**WHAT YOU NEED TO DO**
Add 88 to every number in the point coordinates, starting with the line that contains "Question. For every instance of the man's black pants" and continuing through the end of the material. Write all of those lines out again with every line kept.

---------- WORKING DATA ----------

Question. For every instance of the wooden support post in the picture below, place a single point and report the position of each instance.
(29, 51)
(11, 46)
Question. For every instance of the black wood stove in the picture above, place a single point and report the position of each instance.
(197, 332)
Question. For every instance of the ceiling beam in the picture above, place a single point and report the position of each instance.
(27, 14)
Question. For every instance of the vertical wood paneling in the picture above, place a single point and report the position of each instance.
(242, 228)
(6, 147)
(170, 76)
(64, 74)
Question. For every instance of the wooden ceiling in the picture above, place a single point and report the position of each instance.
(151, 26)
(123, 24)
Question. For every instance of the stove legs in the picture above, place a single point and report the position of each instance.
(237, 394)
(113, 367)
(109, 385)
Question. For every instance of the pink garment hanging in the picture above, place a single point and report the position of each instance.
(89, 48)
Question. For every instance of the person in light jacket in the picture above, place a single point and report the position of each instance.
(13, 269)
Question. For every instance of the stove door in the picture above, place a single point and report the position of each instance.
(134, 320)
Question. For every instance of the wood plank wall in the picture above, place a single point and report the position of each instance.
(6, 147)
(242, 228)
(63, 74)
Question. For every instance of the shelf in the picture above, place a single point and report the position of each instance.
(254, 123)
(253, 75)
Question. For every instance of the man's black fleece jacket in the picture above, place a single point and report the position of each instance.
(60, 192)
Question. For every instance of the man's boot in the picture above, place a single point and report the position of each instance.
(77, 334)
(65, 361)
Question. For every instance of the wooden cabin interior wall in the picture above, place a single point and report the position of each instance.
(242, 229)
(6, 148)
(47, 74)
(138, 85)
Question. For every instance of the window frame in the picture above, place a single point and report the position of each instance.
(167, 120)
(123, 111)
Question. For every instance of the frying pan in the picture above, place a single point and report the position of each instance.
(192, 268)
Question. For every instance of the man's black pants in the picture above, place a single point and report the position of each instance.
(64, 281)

----------

**EXPECTED ANSWER**
Question. For every instance of the man's black pants in the picture above, place a single point and report the position of each instance.
(152, 369)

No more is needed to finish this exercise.